Gather every line in the data below that contains the word "background".

---

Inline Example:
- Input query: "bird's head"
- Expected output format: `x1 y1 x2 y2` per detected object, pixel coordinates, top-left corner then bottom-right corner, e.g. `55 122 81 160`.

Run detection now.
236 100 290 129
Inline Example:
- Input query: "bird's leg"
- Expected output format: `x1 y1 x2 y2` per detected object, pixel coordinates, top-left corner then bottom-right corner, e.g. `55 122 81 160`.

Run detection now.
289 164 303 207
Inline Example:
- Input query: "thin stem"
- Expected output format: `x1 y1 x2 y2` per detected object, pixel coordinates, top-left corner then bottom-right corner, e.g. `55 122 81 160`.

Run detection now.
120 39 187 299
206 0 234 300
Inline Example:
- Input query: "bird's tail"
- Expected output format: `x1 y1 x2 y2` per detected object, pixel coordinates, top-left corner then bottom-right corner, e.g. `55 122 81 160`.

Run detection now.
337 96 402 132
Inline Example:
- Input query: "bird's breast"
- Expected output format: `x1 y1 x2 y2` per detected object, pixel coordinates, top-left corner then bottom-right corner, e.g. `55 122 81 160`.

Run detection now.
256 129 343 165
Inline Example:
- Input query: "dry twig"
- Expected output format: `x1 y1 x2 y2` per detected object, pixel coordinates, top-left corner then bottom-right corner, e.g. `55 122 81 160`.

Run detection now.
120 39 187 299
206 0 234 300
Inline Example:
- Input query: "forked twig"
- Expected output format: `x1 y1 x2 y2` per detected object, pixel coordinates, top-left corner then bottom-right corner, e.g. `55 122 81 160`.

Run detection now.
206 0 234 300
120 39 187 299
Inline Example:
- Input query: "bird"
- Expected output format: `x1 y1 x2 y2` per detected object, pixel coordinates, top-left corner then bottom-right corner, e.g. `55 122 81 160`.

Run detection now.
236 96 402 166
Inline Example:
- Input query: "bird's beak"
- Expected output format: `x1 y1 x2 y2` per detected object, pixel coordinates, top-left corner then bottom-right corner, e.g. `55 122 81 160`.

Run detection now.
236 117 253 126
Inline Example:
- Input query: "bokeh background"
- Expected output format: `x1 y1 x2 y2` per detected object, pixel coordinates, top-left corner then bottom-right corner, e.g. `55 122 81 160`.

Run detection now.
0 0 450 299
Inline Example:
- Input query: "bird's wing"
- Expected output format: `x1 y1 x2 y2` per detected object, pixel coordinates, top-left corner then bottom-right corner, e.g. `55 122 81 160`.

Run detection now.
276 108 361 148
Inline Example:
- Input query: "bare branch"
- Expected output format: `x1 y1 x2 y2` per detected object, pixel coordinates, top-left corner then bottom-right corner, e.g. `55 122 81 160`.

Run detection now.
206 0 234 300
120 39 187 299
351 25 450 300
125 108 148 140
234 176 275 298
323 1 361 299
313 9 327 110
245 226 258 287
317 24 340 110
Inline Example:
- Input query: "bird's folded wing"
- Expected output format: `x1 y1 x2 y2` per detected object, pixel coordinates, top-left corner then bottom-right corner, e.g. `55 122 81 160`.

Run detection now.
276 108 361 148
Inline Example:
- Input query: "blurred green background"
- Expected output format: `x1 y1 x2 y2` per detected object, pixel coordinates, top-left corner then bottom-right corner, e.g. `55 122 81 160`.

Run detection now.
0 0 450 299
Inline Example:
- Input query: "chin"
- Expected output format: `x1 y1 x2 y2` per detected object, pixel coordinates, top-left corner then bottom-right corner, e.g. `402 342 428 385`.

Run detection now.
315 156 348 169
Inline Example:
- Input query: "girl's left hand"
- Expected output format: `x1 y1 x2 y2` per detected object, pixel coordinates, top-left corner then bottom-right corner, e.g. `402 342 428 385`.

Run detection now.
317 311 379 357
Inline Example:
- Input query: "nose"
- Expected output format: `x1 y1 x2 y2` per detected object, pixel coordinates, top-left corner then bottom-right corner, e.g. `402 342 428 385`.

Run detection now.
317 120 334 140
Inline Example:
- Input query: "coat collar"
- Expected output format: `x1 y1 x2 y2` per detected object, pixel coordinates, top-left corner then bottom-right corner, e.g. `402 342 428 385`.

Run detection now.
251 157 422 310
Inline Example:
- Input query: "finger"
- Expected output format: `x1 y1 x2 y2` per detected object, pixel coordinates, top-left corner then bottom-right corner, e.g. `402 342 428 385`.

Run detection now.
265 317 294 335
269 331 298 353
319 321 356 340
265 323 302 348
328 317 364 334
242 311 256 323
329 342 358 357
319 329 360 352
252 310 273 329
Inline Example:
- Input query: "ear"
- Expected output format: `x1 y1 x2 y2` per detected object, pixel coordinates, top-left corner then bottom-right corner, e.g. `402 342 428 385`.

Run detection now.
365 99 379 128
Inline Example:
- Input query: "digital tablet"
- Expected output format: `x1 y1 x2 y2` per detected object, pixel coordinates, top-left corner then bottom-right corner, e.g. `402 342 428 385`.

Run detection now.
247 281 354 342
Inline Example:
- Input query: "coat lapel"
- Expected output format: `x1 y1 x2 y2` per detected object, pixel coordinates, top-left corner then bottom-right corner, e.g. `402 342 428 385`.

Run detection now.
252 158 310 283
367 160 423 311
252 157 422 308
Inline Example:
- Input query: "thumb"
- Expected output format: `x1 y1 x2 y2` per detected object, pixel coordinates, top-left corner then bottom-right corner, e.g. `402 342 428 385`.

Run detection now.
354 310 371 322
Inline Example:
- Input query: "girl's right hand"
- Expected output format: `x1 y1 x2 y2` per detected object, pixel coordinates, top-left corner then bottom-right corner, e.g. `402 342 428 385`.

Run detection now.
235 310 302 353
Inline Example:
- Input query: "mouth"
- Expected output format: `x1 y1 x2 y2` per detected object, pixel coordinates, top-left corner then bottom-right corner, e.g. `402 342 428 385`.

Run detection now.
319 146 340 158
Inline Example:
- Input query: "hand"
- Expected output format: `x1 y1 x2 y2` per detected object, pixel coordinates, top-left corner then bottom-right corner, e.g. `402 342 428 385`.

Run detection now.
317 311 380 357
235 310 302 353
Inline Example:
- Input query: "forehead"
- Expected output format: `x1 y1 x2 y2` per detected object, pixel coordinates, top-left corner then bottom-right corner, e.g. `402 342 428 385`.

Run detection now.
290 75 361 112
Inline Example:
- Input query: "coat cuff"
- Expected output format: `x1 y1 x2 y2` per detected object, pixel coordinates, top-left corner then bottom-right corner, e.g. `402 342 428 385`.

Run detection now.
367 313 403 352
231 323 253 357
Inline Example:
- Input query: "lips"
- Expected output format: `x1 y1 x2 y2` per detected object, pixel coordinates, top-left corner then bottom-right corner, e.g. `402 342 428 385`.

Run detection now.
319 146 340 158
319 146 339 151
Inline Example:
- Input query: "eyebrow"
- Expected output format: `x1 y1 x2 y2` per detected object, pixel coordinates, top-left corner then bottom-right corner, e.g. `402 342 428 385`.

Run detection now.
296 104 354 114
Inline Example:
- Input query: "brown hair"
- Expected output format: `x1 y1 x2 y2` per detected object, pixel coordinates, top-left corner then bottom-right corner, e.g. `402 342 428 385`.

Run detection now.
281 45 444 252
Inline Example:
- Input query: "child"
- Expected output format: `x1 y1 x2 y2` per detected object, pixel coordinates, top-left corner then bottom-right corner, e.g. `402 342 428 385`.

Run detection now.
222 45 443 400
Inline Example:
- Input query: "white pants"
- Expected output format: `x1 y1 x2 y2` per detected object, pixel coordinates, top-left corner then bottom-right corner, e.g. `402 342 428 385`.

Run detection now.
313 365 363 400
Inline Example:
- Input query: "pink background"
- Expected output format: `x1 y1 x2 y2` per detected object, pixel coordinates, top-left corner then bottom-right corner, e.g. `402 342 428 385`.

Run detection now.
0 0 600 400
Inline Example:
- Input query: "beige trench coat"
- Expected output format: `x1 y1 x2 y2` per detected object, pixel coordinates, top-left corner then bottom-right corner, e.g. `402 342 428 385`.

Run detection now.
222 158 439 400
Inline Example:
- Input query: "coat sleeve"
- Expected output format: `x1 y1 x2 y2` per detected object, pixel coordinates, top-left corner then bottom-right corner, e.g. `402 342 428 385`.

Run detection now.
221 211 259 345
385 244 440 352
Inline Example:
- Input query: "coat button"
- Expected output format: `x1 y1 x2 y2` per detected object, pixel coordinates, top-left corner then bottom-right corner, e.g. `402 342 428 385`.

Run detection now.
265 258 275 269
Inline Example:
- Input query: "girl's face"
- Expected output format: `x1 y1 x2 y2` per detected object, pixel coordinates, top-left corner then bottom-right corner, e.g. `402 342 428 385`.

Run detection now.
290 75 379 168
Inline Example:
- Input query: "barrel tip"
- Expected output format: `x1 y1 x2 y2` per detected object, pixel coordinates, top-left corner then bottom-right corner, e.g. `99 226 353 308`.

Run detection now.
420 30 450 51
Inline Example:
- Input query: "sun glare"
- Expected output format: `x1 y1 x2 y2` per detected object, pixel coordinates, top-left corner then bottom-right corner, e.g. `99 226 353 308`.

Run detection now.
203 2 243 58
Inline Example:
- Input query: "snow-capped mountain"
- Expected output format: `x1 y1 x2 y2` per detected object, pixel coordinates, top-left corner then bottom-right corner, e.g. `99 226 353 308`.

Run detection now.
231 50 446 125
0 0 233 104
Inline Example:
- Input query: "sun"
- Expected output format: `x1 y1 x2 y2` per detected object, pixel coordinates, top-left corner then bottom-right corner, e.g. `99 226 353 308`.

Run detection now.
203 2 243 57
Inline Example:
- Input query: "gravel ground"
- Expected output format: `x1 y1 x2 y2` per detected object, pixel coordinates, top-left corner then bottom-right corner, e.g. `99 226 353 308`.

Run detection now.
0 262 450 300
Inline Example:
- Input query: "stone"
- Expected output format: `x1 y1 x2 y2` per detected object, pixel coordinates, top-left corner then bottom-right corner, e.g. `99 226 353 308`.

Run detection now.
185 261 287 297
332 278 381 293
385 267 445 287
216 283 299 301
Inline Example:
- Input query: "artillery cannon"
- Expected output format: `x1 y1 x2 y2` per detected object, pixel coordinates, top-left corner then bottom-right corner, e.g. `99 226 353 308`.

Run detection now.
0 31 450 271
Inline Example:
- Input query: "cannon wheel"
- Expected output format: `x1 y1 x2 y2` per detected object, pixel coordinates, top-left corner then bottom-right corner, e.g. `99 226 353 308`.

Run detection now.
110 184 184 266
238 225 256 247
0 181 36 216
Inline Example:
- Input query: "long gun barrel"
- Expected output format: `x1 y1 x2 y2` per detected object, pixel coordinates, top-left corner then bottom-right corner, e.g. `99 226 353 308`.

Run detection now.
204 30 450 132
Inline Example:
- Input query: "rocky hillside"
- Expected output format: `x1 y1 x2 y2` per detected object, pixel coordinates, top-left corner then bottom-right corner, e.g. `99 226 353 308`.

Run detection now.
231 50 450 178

---

◆ Answer to this problem
- Input query: "bokeh background"
- Input query: "blurred green background"
- Input query: "pink background"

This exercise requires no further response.